Seinen Ursprung hat es im Umfeld der Punk- und Autonomenszene, heute greifen zahlreiche Filmtheater auf sein auf Raritäten und Ausgefallenes spezialisierte Archiv zurück: Das legendäre, insbesondere dem abseitigeren Film Raum verschaffende Münchner Werkstattkino feiert dieser Tage sein 40-jähriges Bestehen. Für Artechock hat Dunja Bialas das unverzichtbare "Filmmuseum für Dreck" und dessen Betreiberkollektiv liebevoll porträtiert: "Zum Kino­ma­chen gehört es auch, Entde­ckungen zu machen: Don Siegel, Walter Hill, David Cronen­berg, John Carpenter, Atom Egoyan, heute geläufige Namen, wurden vom Werk­statt­kino auch deshalb gewürdigt, 'weil es das Film­mu­seum nicht machte', so Waco. Man besetzte eine leere Nische und folgte eher den Kuchen­reu­ther-Kinos, die in den 70er Jahren Genre-Reihen, zum Western oder Poli­zei­film, zeigten. Die Entde­ckungen gaben sie dann an die Zuschauer weiter, die sich mit den Kino­ma­chern weiter­bil­deten und erfahren durften, 'was Kino sein kann'." (Bild: Thomas Groh, via Instagram)

Weiteres: In der critic.de-Textreihe zum deutschen Kino des Jahres 1966 schreibt Oliver Nöding über Hans Mehringers "Würger vom Tower", der mit dem "vielleicht schönsten Gruselkrimi-Moment" aufwarten kann. Philipp Meier annonciert in der NZZ das in Zürich stattfindende japanische Filmfestival Ginmaku.

VERFÜGBARE DATEN:
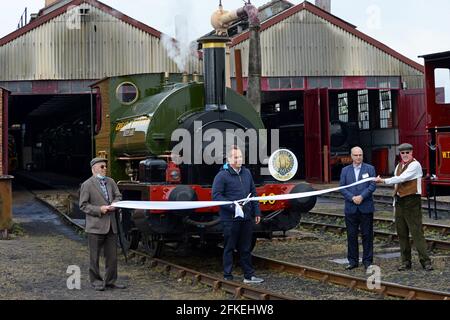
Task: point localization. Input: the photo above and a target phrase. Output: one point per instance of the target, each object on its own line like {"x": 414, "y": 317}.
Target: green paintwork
{"x": 147, "y": 125}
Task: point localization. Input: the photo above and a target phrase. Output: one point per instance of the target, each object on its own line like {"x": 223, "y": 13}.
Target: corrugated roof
{"x": 436, "y": 56}
{"x": 333, "y": 20}
{"x": 63, "y": 9}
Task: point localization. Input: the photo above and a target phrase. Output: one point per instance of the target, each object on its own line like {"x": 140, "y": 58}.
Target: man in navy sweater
{"x": 359, "y": 208}
{"x": 234, "y": 182}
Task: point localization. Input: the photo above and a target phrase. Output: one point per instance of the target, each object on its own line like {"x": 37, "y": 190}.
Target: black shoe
{"x": 351, "y": 267}
{"x": 404, "y": 267}
{"x": 367, "y": 266}
{"x": 116, "y": 286}
{"x": 428, "y": 267}
{"x": 99, "y": 288}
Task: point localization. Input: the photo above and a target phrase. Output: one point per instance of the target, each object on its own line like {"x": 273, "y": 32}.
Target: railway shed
{"x": 48, "y": 66}
{"x": 327, "y": 86}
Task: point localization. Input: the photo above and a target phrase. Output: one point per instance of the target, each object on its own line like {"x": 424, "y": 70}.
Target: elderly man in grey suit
{"x": 96, "y": 196}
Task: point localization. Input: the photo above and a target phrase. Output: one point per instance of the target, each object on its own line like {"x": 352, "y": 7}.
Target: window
{"x": 292, "y": 105}
{"x": 385, "y": 109}
{"x": 363, "y": 109}
{"x": 442, "y": 84}
{"x": 127, "y": 93}
{"x": 285, "y": 83}
{"x": 274, "y": 83}
{"x": 343, "y": 107}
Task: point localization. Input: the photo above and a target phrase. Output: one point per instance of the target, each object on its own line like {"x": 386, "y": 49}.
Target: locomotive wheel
{"x": 132, "y": 239}
{"x": 152, "y": 245}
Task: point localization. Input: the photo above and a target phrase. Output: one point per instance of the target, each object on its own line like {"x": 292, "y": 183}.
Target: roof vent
{"x": 324, "y": 5}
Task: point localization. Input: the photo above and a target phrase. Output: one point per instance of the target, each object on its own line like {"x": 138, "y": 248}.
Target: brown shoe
{"x": 116, "y": 286}
{"x": 428, "y": 267}
{"x": 404, "y": 267}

VORGEHENSWEISE: Welche Genre-Reihen zeigten die Kuchenreuther-Kinos laut dem Textauszug in den 70er Jahren?

LÖSUNG: Reihen zum Western und zum Polizeifilm.